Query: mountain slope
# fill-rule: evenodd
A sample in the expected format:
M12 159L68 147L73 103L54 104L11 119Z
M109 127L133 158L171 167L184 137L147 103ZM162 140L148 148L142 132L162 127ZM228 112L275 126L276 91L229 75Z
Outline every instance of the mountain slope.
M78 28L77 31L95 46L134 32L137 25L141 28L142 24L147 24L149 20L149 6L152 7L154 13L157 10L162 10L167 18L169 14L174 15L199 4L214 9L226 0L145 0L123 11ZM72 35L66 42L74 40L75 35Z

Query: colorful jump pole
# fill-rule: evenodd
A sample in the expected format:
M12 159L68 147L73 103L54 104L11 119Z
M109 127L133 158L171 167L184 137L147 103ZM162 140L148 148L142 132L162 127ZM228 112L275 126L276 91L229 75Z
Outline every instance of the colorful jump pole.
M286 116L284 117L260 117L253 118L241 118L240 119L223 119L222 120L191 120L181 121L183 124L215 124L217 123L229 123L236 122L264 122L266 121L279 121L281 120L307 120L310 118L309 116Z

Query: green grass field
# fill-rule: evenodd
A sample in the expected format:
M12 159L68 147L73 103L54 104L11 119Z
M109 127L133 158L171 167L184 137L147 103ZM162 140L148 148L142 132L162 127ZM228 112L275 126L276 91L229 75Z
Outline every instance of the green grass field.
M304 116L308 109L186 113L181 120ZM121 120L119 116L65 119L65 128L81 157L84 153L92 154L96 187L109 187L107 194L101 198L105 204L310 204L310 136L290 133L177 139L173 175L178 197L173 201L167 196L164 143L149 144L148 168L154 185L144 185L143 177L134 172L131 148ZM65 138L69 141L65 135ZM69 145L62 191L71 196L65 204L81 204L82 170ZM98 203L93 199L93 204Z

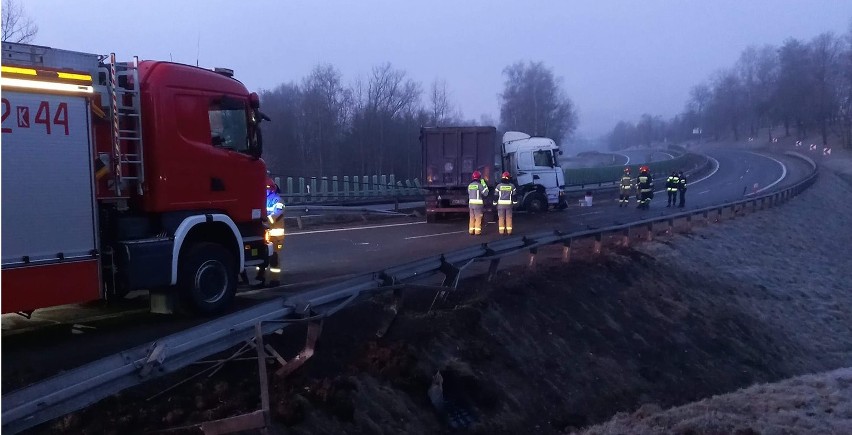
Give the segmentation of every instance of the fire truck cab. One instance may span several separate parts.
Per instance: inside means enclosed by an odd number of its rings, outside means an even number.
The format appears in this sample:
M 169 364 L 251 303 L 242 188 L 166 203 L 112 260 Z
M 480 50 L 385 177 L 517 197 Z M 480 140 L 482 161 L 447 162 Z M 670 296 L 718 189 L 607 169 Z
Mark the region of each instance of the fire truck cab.
M 3 313 L 143 289 L 226 308 L 269 253 L 257 95 L 230 70 L 2 48 Z

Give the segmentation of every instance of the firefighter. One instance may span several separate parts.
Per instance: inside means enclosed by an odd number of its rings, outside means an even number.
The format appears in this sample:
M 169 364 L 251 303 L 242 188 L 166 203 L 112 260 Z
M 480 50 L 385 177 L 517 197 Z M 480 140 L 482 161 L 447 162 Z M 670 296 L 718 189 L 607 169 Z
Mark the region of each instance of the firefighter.
M 266 287 L 266 269 L 269 269 L 270 287 L 276 287 L 281 284 L 281 265 L 280 252 L 284 246 L 284 203 L 281 202 L 281 190 L 272 178 L 266 179 L 266 220 L 263 226 L 266 227 L 268 242 L 272 244 L 272 254 L 269 257 L 268 267 L 260 266 L 255 279 L 260 281 L 255 287 Z M 245 271 L 240 275 L 243 282 L 248 283 L 248 275 Z
M 630 202 L 630 192 L 633 191 L 633 178 L 630 176 L 630 168 L 624 168 L 624 175 L 621 176 L 621 197 L 618 200 L 619 207 L 627 207 Z
M 500 234 L 512 234 L 512 206 L 515 203 L 515 185 L 509 181 L 511 175 L 503 172 L 497 192 L 497 228 Z
M 672 171 L 672 175 L 669 175 L 669 178 L 666 178 L 666 194 L 668 195 L 666 207 L 676 205 L 675 203 L 677 203 L 677 190 L 679 184 L 680 179 L 677 177 L 677 172 Z
M 639 205 L 636 208 L 647 210 L 651 206 L 651 199 L 654 197 L 654 180 L 651 178 L 651 173 L 647 166 L 639 168 L 639 176 L 636 177 L 636 195 Z
M 269 286 L 281 285 L 281 248 L 284 247 L 284 203 L 281 202 L 281 190 L 271 178 L 266 180 L 266 219 L 269 229 L 269 242 L 272 243 L 272 256 L 269 257 Z M 263 281 L 263 269 L 260 270 Z
M 485 197 L 488 196 L 488 186 L 479 171 L 473 171 L 471 178 L 473 180 L 467 185 L 467 204 L 470 209 L 467 230 L 472 235 L 479 235 L 482 234 L 482 209 L 485 205 Z

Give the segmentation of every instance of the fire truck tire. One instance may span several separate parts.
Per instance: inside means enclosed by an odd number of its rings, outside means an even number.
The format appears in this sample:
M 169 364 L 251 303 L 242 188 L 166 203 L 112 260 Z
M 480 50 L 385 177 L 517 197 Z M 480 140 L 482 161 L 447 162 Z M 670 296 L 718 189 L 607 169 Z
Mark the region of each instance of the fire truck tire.
M 222 245 L 201 242 L 181 254 L 178 287 L 187 307 L 200 314 L 224 310 L 237 291 L 237 261 Z
M 531 193 L 524 202 L 524 208 L 530 213 L 547 211 L 547 197 L 540 193 Z

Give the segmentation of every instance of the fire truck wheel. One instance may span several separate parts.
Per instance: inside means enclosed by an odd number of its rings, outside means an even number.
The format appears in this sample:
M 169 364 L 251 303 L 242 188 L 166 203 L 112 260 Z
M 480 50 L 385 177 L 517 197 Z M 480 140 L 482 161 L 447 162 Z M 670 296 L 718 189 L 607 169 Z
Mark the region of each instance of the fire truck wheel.
M 527 197 L 525 207 L 530 213 L 547 211 L 547 197 L 540 193 L 532 193 Z
M 222 245 L 198 243 L 181 255 L 178 286 L 188 306 L 201 314 L 225 309 L 237 291 L 236 259 Z

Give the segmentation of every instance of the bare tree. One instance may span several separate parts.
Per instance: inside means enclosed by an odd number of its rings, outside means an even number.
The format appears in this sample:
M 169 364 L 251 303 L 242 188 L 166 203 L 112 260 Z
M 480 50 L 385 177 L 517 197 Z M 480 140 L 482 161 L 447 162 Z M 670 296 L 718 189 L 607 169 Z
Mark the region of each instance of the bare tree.
M 807 45 L 796 39 L 788 39 L 778 51 L 778 87 L 774 104 L 784 123 L 786 136 L 790 135 L 790 127 L 794 123 L 799 127 L 799 134 L 805 134 L 808 95 L 813 92 L 808 74 L 809 58 Z
M 701 143 L 701 139 L 704 136 L 704 129 L 706 125 L 704 124 L 704 113 L 707 110 L 707 105 L 710 104 L 710 100 L 713 99 L 713 93 L 710 91 L 710 87 L 706 84 L 700 84 L 693 86 L 689 91 L 689 105 L 692 110 L 698 115 L 698 142 Z
M 2 20 L 3 42 L 32 42 L 38 33 L 38 26 L 14 0 L 3 0 Z
M 811 83 L 813 93 L 814 124 L 822 136 L 823 145 L 828 144 L 828 124 L 837 114 L 839 105 L 841 41 L 833 33 L 823 33 L 810 43 Z
M 351 91 L 329 64 L 317 65 L 302 82 L 302 131 L 307 161 L 313 173 L 324 175 L 339 157 L 345 133 Z
M 503 70 L 506 76 L 500 95 L 500 124 L 503 131 L 520 130 L 547 136 L 556 143 L 577 128 L 574 103 L 560 82 L 542 62 L 523 62 Z
M 429 123 L 435 126 L 444 125 L 453 111 L 446 80 L 435 79 L 432 82 L 429 91 L 429 103 Z

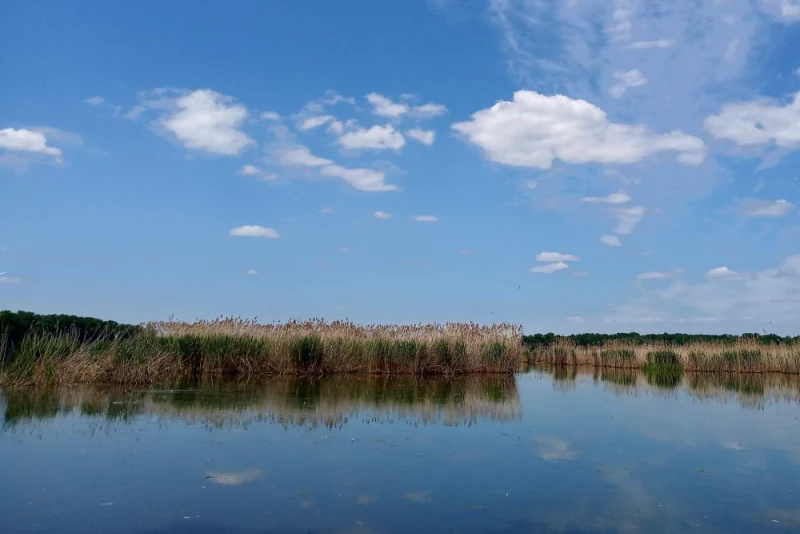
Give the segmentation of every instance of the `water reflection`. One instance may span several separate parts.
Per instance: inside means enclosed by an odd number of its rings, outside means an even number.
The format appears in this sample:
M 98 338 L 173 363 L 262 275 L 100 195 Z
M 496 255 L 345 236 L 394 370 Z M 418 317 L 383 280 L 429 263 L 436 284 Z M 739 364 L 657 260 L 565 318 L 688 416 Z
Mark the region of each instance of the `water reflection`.
M 643 372 L 552 365 L 537 365 L 535 370 L 551 376 L 557 390 L 574 389 L 580 380 L 591 378 L 619 395 L 685 392 L 696 399 L 736 399 L 748 408 L 763 408 L 775 401 L 800 402 L 800 375 L 793 374 Z
M 212 427 L 253 422 L 315 428 L 406 421 L 445 426 L 521 417 L 513 377 L 326 377 L 263 382 L 211 381 L 133 390 L 81 386 L 9 390 L 0 395 L 5 428 L 56 416 L 125 422 L 158 416 Z

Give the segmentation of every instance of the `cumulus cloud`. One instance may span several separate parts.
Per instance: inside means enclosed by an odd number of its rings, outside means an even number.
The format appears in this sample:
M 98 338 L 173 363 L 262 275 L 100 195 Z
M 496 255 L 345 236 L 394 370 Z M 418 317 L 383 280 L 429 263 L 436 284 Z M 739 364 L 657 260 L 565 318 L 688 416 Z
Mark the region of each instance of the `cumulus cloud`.
M 706 271 L 706 278 L 711 280 L 723 280 L 726 278 L 733 278 L 738 273 L 727 267 L 714 267 L 713 269 L 709 269 Z
M 277 151 L 278 163 L 287 167 L 323 167 L 332 165 L 329 159 L 320 158 L 311 153 L 304 145 L 283 147 Z
M 714 137 L 740 146 L 800 148 L 800 91 L 786 104 L 770 98 L 726 104 L 704 126 Z
M 548 263 L 546 265 L 537 265 L 535 267 L 531 267 L 532 273 L 539 273 L 539 274 L 553 274 L 558 271 L 562 271 L 564 269 L 569 269 L 569 265 L 564 263 L 563 261 L 557 261 L 554 263 Z
M 373 169 L 349 169 L 340 165 L 322 167 L 320 174 L 326 177 L 340 178 L 345 183 L 360 191 L 396 191 L 396 185 L 387 184 L 386 175 Z
M 274 111 L 262 111 L 259 113 L 258 117 L 264 121 L 279 121 L 281 120 L 281 116 L 279 113 L 275 113 Z
M 327 124 L 336 117 L 333 115 L 317 115 L 315 117 L 307 117 L 303 119 L 303 122 L 300 123 L 301 130 L 313 130 L 314 128 L 319 128 L 320 126 Z
M 641 87 L 647 85 L 647 78 L 639 69 L 632 69 L 628 71 L 616 71 L 613 74 L 614 85 L 612 85 L 608 92 L 614 98 L 622 98 L 628 89 L 632 87 Z
M 785 22 L 800 20 L 800 0 L 761 0 L 764 9 Z
M 447 113 L 447 108 L 443 104 L 422 104 L 411 108 L 411 116 L 418 119 L 430 119 Z
M 536 261 L 578 261 L 580 258 L 574 254 L 562 254 L 560 252 L 540 252 L 536 255 Z
M 628 164 L 660 152 L 677 152 L 685 164 L 700 164 L 705 145 L 672 131 L 657 134 L 642 125 L 613 123 L 597 106 L 564 95 L 517 91 L 514 100 L 477 111 L 452 128 L 494 162 L 549 169 L 564 163 Z
M 406 103 L 394 102 L 391 98 L 379 93 L 369 93 L 366 98 L 367 102 L 372 104 L 372 112 L 379 117 L 397 119 L 408 115 L 418 119 L 430 119 L 447 113 L 447 108 L 444 105 L 432 102 L 420 106 L 411 106 Z
M 636 277 L 637 280 L 664 280 L 672 278 L 673 276 L 682 273 L 682 269 L 673 269 L 671 271 L 647 271 L 641 273 Z
M 629 48 L 645 50 L 648 48 L 672 48 L 675 46 L 673 39 L 656 39 L 655 41 L 636 41 L 628 45 Z
M 362 168 L 347 168 L 333 161 L 315 156 L 304 145 L 290 145 L 275 151 L 280 165 L 286 167 L 319 168 L 319 174 L 326 178 L 339 178 L 360 191 L 396 191 L 397 186 L 386 183 L 386 175 L 381 171 Z
M 745 331 L 760 330 L 769 320 L 771 328 L 790 333 L 800 320 L 798 310 L 800 255 L 786 257 L 777 267 L 750 272 L 716 267 L 696 283 L 676 280 L 666 288 L 644 288 L 616 311 L 620 321 L 648 316 L 679 321 L 688 314 L 704 323 L 736 324 Z
M 645 209 L 641 206 L 632 208 L 616 208 L 612 215 L 617 219 L 614 233 L 620 235 L 632 234 L 644 217 Z
M 431 146 L 436 139 L 436 132 L 433 130 L 423 130 L 422 128 L 406 130 L 406 135 L 427 146 Z
M 278 239 L 280 237 L 280 234 L 274 228 L 266 228 L 257 224 L 231 228 L 229 234 L 234 237 L 263 237 L 266 239 Z
M 797 206 L 785 199 L 759 200 L 746 198 L 739 202 L 737 209 L 748 217 L 780 217 L 797 209 Z
M 625 204 L 631 200 L 630 195 L 623 191 L 608 194 L 604 197 L 583 197 L 582 202 L 587 204 Z
M 241 131 L 247 108 L 234 104 L 229 96 L 200 89 L 175 98 L 172 104 L 172 112 L 158 124 L 186 148 L 235 156 L 255 144 Z
M 257 176 L 259 180 L 270 181 L 274 180 L 276 176 L 269 172 L 264 172 L 255 165 L 244 165 L 239 169 L 239 174 L 242 176 Z
M 394 126 L 386 124 L 347 132 L 339 137 L 339 144 L 349 149 L 399 150 L 406 144 L 406 139 Z
M 61 150 L 47 144 L 47 137 L 41 131 L 20 128 L 3 128 L 0 130 L 0 148 L 11 152 L 26 152 L 50 156 L 54 161 L 61 161 Z
M 621 247 L 622 241 L 614 234 L 606 234 L 600 237 L 600 242 L 607 247 Z
M 409 107 L 406 104 L 393 102 L 378 93 L 370 93 L 367 95 L 367 102 L 372 104 L 372 112 L 379 117 L 396 118 L 408 113 Z

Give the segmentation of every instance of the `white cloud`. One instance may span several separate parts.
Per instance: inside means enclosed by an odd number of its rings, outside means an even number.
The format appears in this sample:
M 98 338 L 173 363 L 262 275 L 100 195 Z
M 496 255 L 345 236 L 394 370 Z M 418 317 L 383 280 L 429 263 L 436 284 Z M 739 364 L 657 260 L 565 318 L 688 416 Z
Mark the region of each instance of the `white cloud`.
M 200 89 L 176 98 L 173 104 L 173 112 L 159 124 L 186 148 L 235 156 L 255 144 L 240 130 L 247 108 L 234 104 L 229 96 Z
M 399 150 L 406 144 L 406 139 L 391 124 L 386 124 L 347 132 L 339 137 L 339 144 L 344 148 L 350 149 Z
M 738 209 L 748 217 L 780 217 L 797 209 L 788 200 L 758 200 L 747 198 L 739 202 Z
M 329 159 L 315 156 L 304 145 L 284 147 L 278 150 L 277 158 L 278 163 L 287 167 L 323 167 L 333 164 Z
M 558 261 L 554 263 L 548 263 L 546 265 L 537 265 L 536 267 L 531 267 L 530 271 L 532 273 L 539 273 L 539 274 L 553 274 L 555 272 L 562 271 L 564 269 L 569 269 L 569 265 L 567 265 L 563 261 Z
M 447 113 L 447 108 L 443 104 L 422 104 L 411 109 L 411 115 L 418 119 L 430 119 Z
M 396 185 L 387 184 L 384 173 L 372 169 L 348 169 L 327 165 L 320 170 L 322 176 L 341 178 L 360 191 L 396 191 Z
M 672 39 L 656 39 L 655 41 L 636 41 L 628 45 L 629 48 L 645 50 L 648 48 L 672 48 L 675 41 Z
M 600 242 L 607 247 L 621 247 L 622 241 L 614 234 L 606 234 L 600 237 Z
M 700 164 L 705 145 L 680 131 L 656 134 L 642 125 L 617 124 L 585 100 L 517 91 L 452 128 L 483 149 L 494 162 L 549 169 L 564 163 L 627 164 L 659 152 L 678 153 L 678 161 Z
M 767 12 L 785 22 L 800 20 L 800 0 L 761 0 L 761 4 Z
M 261 120 L 265 120 L 265 121 L 279 121 L 279 120 L 281 120 L 280 114 L 275 113 L 274 111 L 262 111 L 258 115 L 258 117 Z
M 632 87 L 641 87 L 647 85 L 647 78 L 638 69 L 628 71 L 616 71 L 613 74 L 614 85 L 612 85 L 608 92 L 614 98 L 622 98 L 628 89 Z
M 241 169 L 239 169 L 239 173 L 242 176 L 258 176 L 259 180 L 263 180 L 265 182 L 275 180 L 277 176 L 270 172 L 264 172 L 255 165 L 244 165 Z
M 3 128 L 0 130 L 0 148 L 13 152 L 27 152 L 52 156 L 53 160 L 61 161 L 61 150 L 47 144 L 47 137 L 41 131 L 20 128 Z
M 737 276 L 736 271 L 732 271 L 727 267 L 714 267 L 713 269 L 709 269 L 706 271 L 706 278 L 712 280 L 723 280 L 723 279 L 730 279 Z
M 679 321 L 687 314 L 704 323 L 726 325 L 726 330 L 796 332 L 800 319 L 800 255 L 786 257 L 777 267 L 735 272 L 717 267 L 706 280 L 676 280 L 668 287 L 643 288 L 632 301 L 617 308 L 621 320 L 661 316 Z
M 433 130 L 423 130 L 422 128 L 406 130 L 406 135 L 427 146 L 431 146 L 436 139 L 436 132 Z
M 225 486 L 239 486 L 247 482 L 253 482 L 261 478 L 262 473 L 260 469 L 248 469 L 246 471 L 231 471 L 231 472 L 208 472 L 206 478 L 215 484 L 223 484 Z
M 280 234 L 274 228 L 266 228 L 257 224 L 232 228 L 229 234 L 234 237 L 264 237 L 266 239 L 278 239 L 280 237 Z
M 636 277 L 637 280 L 664 280 L 681 274 L 683 269 L 673 269 L 671 271 L 647 271 Z
M 740 146 L 800 148 L 800 91 L 785 105 L 769 98 L 726 104 L 704 126 L 714 137 Z
M 336 117 L 334 117 L 333 115 L 317 115 L 315 117 L 307 117 L 306 119 L 303 119 L 302 123 L 300 123 L 300 129 L 313 130 L 314 128 L 318 128 L 335 119 Z
M 631 197 L 624 191 L 617 191 L 604 197 L 583 197 L 581 199 L 582 202 L 587 204 L 625 204 L 630 200 Z
M 409 110 L 407 105 L 392 102 L 391 99 L 378 93 L 368 94 L 367 102 L 372 104 L 372 112 L 380 117 L 396 118 L 405 115 Z
M 641 206 L 632 208 L 616 208 L 612 215 L 617 219 L 614 233 L 620 235 L 632 234 L 644 217 L 645 209 Z
M 241 170 L 239 170 L 239 174 L 243 174 L 244 176 L 255 176 L 260 172 L 261 169 L 259 169 L 255 165 L 245 165 L 244 167 L 241 168 Z
M 413 96 L 413 95 L 405 95 Z M 403 115 L 409 115 L 418 119 L 430 119 L 447 113 L 447 108 L 442 104 L 432 102 L 420 106 L 409 106 L 394 102 L 392 99 L 379 93 L 369 93 L 367 101 L 372 104 L 372 112 L 379 117 L 396 119 Z
M 561 254 L 560 252 L 540 252 L 536 255 L 536 261 L 546 262 L 578 261 L 579 259 L 574 254 Z

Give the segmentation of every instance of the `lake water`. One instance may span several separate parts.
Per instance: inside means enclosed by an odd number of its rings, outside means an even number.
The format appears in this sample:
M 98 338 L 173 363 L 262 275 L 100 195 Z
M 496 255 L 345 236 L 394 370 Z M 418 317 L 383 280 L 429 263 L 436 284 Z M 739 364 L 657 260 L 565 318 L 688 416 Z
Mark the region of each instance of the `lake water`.
M 800 532 L 800 379 L 575 369 L 0 395 L 0 532 Z

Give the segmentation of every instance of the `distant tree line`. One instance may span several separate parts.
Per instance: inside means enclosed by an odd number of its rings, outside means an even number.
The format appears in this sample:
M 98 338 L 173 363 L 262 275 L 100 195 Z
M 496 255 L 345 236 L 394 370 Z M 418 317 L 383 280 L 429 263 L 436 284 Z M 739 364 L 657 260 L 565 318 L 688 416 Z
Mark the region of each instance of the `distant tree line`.
M 27 335 L 71 335 L 81 342 L 127 337 L 142 327 L 77 315 L 0 311 L 0 358 L 10 356 Z
M 569 336 L 559 336 L 551 332 L 549 334 L 522 336 L 522 342 L 530 349 L 549 347 L 559 341 L 574 343 L 581 347 L 596 347 L 610 342 L 622 342 L 636 345 L 650 343 L 688 345 L 690 343 L 736 343 L 740 340 L 756 340 L 759 343 L 769 345 L 772 343 L 797 343 L 800 342 L 800 336 L 781 337 L 776 334 L 742 334 L 739 336 L 730 334 L 638 334 L 636 332 L 619 334 L 572 334 Z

WORK INSTRUCTIONS | Copy out, word for word, the lines of the data starting with the line that contains "Give the segmentation of every instance of the bare" and going on through the line that contains "M 429 123 L", both of these included.

OUTPUT |
Give the segmentation of every instance of the bare tree. One instance may span several separate parts.
Per instance: inside means enclosed by an odd number of its rings, outside means an even number.
The format appears in this sample:
M 169 364 L 251 303 L 242 188 L 166 203 L 112 260 Z
M 480 50 L 385 177 L 517 197 Z M 480 140 L 482 161 L 447 162 Z M 670 296 L 718 189 L 607 169 Z
Mark the region of each instance of the bare tree.
M 807 45 L 796 39 L 788 39 L 778 51 L 778 87 L 774 104 L 784 123 L 786 136 L 790 135 L 790 127 L 794 123 L 799 127 L 799 134 L 805 134 L 808 95 L 813 92 L 808 74 L 809 58 Z
M 701 143 L 701 139 L 704 136 L 704 129 L 706 125 L 704 124 L 704 113 L 707 110 L 707 105 L 710 104 L 710 100 L 713 99 L 713 93 L 710 91 L 710 87 L 706 84 L 700 84 L 693 86 L 689 91 L 689 105 L 692 110 L 698 115 L 698 142 Z
M 2 20 L 3 42 L 32 42 L 38 33 L 38 26 L 14 0 L 3 0 Z
M 811 83 L 813 93 L 814 124 L 822 136 L 823 145 L 828 144 L 828 124 L 837 114 L 839 105 L 841 41 L 833 33 L 823 33 L 810 43 Z
M 351 91 L 329 64 L 317 65 L 302 82 L 302 131 L 307 161 L 313 173 L 324 175 L 339 157 L 345 133 Z
M 503 70 L 506 76 L 500 95 L 500 124 L 503 131 L 520 130 L 547 136 L 556 143 L 577 128 L 574 103 L 560 82 L 542 62 L 523 62 Z
M 429 123 L 435 126 L 444 125 L 453 111 L 446 80 L 435 79 L 432 82 L 429 91 L 429 103 Z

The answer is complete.